* Exercise *
When a line below contains the string "grey", show that line.

(Referring expression pointing data)
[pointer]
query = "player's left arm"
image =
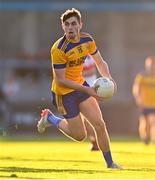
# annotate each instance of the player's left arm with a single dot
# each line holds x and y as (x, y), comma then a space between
(102, 67)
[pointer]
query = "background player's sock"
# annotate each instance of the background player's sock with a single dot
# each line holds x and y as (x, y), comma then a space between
(108, 158)
(54, 120)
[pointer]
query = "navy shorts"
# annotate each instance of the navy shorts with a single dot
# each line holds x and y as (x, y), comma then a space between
(147, 111)
(68, 104)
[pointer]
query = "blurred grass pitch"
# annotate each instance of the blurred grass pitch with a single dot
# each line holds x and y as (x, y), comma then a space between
(59, 159)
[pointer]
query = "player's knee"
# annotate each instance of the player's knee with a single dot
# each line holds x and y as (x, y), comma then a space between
(100, 125)
(80, 137)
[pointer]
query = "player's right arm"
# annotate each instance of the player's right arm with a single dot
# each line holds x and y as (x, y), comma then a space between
(59, 68)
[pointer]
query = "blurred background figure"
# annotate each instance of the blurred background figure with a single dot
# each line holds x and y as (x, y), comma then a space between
(144, 93)
(11, 86)
(3, 113)
(90, 74)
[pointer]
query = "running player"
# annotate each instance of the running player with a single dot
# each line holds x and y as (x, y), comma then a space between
(90, 75)
(71, 94)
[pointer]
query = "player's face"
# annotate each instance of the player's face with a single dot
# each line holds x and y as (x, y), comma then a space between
(72, 28)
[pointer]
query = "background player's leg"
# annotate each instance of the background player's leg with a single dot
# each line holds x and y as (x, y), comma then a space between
(91, 135)
(144, 129)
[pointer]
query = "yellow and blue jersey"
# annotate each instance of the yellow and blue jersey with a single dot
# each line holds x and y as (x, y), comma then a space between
(147, 89)
(70, 55)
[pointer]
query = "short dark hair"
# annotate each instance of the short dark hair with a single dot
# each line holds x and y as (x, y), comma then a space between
(71, 13)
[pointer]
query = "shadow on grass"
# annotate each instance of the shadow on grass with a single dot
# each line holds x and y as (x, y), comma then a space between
(7, 177)
(48, 160)
(38, 170)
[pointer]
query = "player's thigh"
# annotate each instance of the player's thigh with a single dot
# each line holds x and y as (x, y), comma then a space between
(91, 110)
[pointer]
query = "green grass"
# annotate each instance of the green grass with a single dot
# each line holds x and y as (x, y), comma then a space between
(72, 160)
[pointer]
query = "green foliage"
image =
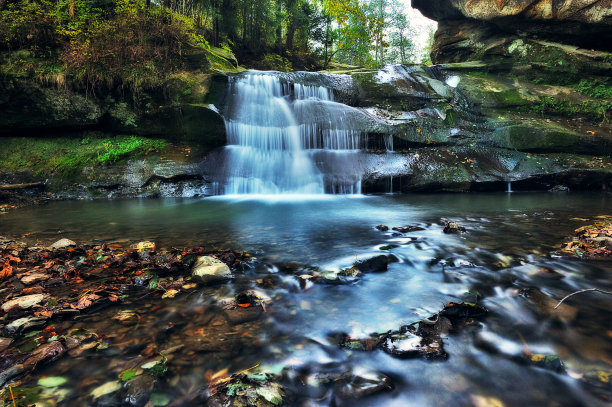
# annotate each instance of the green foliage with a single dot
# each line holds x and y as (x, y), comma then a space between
(28, 24)
(274, 62)
(595, 89)
(127, 375)
(98, 43)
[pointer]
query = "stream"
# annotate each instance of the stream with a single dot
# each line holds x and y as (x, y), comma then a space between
(503, 262)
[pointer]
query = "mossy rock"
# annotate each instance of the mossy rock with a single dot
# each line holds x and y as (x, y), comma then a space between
(27, 104)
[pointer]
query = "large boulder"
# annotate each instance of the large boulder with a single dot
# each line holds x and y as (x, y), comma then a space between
(209, 270)
(490, 29)
(582, 22)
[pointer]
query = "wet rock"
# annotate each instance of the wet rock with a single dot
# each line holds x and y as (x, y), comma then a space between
(11, 372)
(548, 362)
(138, 390)
(144, 246)
(23, 325)
(408, 228)
(34, 278)
(24, 302)
(5, 343)
(242, 315)
(247, 390)
(545, 306)
(559, 188)
(598, 383)
(455, 310)
(376, 264)
(46, 353)
(126, 317)
(208, 270)
(102, 392)
(362, 384)
(408, 345)
(452, 227)
(62, 244)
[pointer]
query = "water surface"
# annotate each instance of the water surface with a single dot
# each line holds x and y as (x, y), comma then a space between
(499, 262)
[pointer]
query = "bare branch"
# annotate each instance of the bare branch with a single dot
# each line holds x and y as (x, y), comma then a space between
(581, 291)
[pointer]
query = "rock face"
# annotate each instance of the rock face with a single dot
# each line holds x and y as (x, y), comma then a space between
(585, 23)
(208, 270)
(182, 114)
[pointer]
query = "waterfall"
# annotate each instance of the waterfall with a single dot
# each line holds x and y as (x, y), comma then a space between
(286, 137)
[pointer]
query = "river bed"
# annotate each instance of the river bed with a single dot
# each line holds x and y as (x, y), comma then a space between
(503, 262)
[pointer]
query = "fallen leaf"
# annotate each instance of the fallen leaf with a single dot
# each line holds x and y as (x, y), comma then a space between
(170, 293)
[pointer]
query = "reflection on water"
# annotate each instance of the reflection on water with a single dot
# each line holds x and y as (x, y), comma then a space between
(503, 261)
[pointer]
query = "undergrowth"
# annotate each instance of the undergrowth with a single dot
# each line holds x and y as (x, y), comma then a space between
(68, 156)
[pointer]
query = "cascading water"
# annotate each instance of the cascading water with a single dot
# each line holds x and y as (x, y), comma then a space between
(288, 138)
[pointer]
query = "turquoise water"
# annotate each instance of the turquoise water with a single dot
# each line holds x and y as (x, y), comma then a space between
(499, 259)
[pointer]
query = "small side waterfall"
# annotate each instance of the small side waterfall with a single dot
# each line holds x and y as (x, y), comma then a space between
(288, 138)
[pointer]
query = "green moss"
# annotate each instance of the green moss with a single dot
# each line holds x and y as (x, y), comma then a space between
(68, 156)
(594, 109)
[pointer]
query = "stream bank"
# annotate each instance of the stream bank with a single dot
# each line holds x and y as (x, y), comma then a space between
(123, 321)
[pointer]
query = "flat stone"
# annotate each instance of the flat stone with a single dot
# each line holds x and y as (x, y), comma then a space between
(34, 278)
(62, 244)
(5, 343)
(138, 390)
(376, 264)
(9, 373)
(45, 354)
(25, 302)
(208, 270)
(362, 384)
(106, 388)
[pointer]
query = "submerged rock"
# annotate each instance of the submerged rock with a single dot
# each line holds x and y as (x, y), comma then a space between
(22, 325)
(34, 278)
(62, 244)
(209, 270)
(408, 228)
(409, 345)
(420, 339)
(247, 390)
(452, 227)
(24, 302)
(138, 390)
(376, 264)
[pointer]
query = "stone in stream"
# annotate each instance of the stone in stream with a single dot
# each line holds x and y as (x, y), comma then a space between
(408, 228)
(409, 345)
(9, 373)
(138, 390)
(362, 384)
(105, 392)
(257, 389)
(24, 302)
(46, 353)
(62, 244)
(208, 270)
(376, 264)
(34, 278)
(5, 343)
(23, 325)
(452, 227)
(421, 339)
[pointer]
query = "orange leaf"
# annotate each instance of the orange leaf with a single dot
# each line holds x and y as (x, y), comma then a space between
(6, 272)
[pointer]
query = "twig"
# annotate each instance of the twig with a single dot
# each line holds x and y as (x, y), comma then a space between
(12, 397)
(581, 291)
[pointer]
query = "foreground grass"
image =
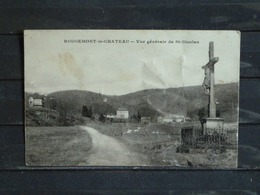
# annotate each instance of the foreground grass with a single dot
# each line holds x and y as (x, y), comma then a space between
(57, 146)
(159, 143)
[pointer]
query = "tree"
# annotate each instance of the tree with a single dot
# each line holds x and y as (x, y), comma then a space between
(89, 113)
(102, 118)
(139, 116)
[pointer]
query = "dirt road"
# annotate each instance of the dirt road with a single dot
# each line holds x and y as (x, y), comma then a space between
(108, 151)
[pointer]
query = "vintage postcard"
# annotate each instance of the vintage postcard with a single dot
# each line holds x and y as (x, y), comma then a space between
(131, 98)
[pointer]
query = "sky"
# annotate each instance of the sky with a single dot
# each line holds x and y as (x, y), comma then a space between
(114, 68)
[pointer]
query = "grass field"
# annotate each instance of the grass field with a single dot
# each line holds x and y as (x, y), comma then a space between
(71, 146)
(57, 146)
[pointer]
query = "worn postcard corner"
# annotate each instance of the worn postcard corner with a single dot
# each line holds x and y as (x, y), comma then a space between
(131, 98)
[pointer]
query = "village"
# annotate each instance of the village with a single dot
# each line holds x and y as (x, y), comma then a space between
(46, 110)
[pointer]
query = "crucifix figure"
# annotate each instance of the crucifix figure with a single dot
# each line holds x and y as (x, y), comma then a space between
(209, 80)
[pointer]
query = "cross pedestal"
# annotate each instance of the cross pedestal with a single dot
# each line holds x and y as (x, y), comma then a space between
(213, 123)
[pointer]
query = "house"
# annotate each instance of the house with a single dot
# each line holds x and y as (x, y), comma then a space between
(122, 113)
(145, 120)
(171, 118)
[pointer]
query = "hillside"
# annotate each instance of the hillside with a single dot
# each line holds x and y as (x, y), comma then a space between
(153, 102)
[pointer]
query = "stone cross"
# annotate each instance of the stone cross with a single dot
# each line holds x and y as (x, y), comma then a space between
(210, 68)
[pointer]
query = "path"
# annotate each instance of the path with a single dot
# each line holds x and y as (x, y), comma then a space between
(108, 151)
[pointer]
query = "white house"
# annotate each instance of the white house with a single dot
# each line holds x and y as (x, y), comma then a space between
(122, 113)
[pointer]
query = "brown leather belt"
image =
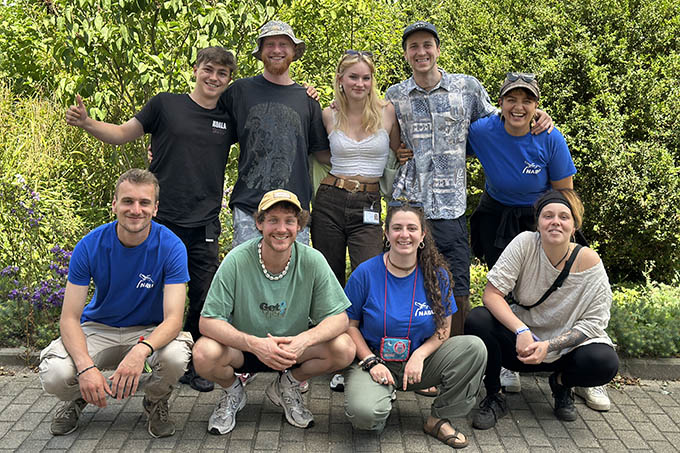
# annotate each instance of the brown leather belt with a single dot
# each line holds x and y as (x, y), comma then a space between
(350, 185)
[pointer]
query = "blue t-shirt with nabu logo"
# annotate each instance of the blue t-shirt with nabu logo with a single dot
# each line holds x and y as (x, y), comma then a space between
(366, 290)
(518, 169)
(128, 281)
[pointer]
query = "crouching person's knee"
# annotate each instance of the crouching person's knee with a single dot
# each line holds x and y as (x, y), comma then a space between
(342, 351)
(57, 371)
(175, 356)
(205, 356)
(367, 414)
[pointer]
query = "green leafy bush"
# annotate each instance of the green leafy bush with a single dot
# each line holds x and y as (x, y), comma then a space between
(645, 320)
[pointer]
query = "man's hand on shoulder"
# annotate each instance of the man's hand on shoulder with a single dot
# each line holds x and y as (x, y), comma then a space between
(311, 92)
(76, 115)
(270, 351)
(93, 387)
(125, 379)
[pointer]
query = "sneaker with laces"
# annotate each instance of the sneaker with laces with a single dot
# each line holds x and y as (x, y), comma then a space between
(195, 381)
(223, 418)
(510, 381)
(564, 400)
(491, 409)
(338, 383)
(65, 420)
(596, 397)
(159, 425)
(286, 395)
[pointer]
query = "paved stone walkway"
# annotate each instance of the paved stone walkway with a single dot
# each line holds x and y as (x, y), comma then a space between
(645, 417)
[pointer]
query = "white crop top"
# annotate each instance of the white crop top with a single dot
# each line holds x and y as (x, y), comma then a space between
(365, 157)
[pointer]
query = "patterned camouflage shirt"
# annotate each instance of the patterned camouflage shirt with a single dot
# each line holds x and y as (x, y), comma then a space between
(434, 124)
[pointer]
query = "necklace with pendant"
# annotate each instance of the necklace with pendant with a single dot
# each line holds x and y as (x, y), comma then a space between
(272, 277)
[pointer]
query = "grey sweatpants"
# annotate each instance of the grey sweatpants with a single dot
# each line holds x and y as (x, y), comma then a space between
(456, 367)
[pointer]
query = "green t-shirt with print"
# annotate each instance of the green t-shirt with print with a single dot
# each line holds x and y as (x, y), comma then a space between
(241, 295)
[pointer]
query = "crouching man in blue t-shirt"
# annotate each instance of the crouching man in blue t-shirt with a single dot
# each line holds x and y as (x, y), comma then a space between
(139, 269)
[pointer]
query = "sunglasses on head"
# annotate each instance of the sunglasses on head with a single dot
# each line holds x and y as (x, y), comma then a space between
(402, 203)
(527, 77)
(363, 53)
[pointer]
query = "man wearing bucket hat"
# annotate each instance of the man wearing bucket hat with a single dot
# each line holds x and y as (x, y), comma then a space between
(277, 126)
(434, 109)
(256, 316)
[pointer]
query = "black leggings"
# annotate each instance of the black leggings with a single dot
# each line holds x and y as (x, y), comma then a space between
(586, 366)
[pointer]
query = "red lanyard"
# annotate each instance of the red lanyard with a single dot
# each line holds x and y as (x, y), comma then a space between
(413, 298)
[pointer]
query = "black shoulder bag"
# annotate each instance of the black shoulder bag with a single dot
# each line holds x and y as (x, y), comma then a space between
(558, 281)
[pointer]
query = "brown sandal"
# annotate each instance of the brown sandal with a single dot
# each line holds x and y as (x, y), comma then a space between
(451, 440)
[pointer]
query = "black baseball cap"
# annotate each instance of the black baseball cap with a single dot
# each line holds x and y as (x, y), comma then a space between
(421, 25)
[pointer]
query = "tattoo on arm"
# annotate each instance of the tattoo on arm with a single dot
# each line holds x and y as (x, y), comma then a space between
(568, 339)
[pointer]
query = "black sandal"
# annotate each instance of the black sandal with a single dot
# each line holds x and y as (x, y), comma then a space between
(451, 440)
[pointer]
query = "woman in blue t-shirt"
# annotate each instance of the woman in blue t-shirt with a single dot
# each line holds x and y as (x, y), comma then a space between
(518, 166)
(400, 320)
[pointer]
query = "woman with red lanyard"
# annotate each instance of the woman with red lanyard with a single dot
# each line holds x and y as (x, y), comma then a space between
(400, 320)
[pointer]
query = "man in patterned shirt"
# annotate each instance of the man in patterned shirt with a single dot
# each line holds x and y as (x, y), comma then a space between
(435, 109)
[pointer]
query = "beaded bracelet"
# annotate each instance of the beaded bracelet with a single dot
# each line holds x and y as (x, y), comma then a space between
(146, 343)
(522, 330)
(84, 370)
(370, 362)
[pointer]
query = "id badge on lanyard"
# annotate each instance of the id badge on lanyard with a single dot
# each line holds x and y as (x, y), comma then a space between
(395, 349)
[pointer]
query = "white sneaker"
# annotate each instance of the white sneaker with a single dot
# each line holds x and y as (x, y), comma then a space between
(510, 381)
(596, 397)
(286, 395)
(223, 418)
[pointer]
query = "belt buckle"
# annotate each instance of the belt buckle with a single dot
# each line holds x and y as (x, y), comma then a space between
(357, 184)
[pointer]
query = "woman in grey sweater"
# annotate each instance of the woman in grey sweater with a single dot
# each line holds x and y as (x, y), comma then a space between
(565, 332)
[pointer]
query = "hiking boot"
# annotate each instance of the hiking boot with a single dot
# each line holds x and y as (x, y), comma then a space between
(246, 378)
(223, 418)
(596, 397)
(286, 394)
(159, 425)
(195, 381)
(564, 400)
(65, 420)
(510, 381)
(492, 408)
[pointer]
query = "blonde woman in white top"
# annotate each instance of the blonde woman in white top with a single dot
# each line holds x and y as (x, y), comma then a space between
(362, 129)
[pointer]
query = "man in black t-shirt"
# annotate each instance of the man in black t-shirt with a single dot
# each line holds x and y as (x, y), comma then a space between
(191, 136)
(277, 126)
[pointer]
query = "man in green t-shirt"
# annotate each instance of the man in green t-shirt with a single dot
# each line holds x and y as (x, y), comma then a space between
(256, 316)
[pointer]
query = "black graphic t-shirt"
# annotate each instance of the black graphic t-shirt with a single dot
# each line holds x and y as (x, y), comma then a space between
(190, 146)
(277, 127)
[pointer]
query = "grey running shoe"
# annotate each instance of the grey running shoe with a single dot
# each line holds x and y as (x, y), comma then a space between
(492, 408)
(596, 397)
(158, 425)
(223, 418)
(65, 420)
(287, 396)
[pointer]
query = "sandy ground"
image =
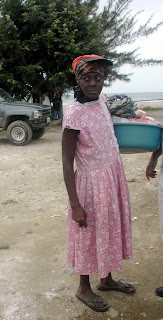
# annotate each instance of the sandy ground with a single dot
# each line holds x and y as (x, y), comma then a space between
(36, 283)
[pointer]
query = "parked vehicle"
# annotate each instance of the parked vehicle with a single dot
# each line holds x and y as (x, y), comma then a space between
(23, 121)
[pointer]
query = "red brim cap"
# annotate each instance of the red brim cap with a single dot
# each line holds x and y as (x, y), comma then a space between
(89, 57)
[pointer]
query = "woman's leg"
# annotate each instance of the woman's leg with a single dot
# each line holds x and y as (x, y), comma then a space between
(88, 297)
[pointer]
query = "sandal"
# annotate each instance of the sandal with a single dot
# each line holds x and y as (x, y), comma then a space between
(123, 287)
(159, 292)
(95, 303)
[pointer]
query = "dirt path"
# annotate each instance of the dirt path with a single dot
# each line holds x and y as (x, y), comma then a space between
(35, 281)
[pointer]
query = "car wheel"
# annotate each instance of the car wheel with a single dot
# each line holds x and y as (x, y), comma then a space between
(19, 132)
(38, 133)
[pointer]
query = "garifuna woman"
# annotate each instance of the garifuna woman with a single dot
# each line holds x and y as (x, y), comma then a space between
(99, 215)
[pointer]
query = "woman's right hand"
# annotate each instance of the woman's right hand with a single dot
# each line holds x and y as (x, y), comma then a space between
(79, 215)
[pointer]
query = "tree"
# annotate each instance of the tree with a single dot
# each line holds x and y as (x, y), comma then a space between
(40, 38)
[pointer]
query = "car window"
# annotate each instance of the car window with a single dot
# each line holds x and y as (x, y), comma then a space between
(4, 96)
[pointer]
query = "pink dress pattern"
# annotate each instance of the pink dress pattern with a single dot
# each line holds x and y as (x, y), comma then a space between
(102, 191)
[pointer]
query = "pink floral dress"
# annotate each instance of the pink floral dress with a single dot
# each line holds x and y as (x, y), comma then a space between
(102, 191)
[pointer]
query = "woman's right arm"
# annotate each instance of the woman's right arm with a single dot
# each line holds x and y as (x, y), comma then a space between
(150, 170)
(69, 140)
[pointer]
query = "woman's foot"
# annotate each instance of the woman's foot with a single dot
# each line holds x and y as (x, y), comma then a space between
(159, 292)
(108, 284)
(91, 300)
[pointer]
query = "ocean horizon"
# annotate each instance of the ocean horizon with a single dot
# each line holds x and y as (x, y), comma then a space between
(135, 96)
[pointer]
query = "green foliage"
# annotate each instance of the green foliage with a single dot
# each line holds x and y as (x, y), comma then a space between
(40, 38)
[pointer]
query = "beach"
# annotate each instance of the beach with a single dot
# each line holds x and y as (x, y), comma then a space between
(36, 283)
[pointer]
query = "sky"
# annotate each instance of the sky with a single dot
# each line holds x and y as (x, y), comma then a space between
(150, 78)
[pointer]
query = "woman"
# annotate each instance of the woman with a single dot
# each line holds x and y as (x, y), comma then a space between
(99, 223)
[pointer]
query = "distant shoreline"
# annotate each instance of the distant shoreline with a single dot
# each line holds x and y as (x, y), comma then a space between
(149, 104)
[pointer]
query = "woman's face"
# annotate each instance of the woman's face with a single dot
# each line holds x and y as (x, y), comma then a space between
(91, 85)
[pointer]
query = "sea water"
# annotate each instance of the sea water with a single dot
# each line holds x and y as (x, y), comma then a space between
(135, 96)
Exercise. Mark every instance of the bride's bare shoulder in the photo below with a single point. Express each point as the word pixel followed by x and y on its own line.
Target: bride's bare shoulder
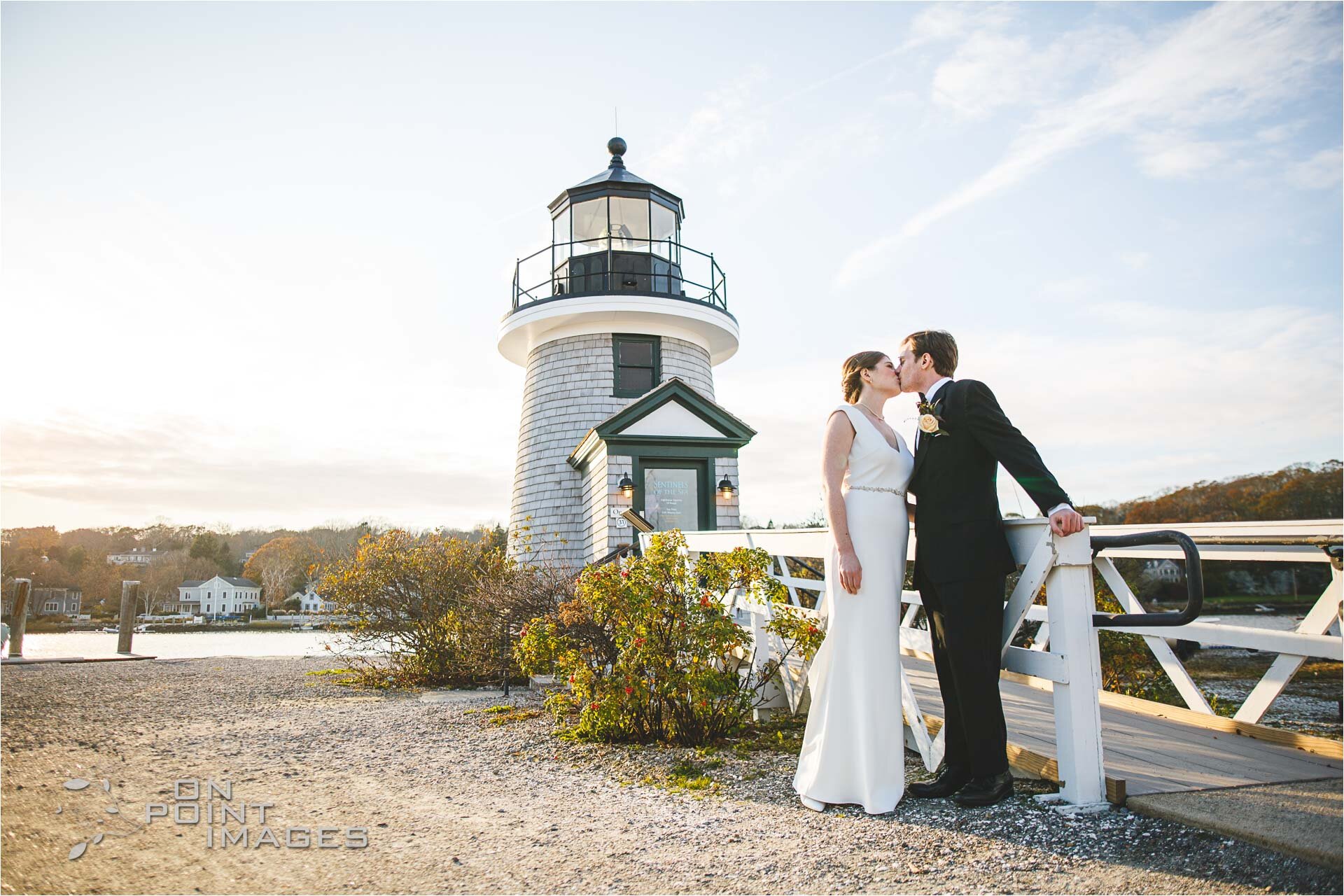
pixel 839 419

* Finished task *
query = "grey sweatpants"
# annotate each instance of the grey sweatpants with a single dot
query = "woman in grey sweater"
# annotate each instance of the woman in grey sweater with a single dot
query = "grey running shoe"
# annotate each instance of the grey running shoe with a single dot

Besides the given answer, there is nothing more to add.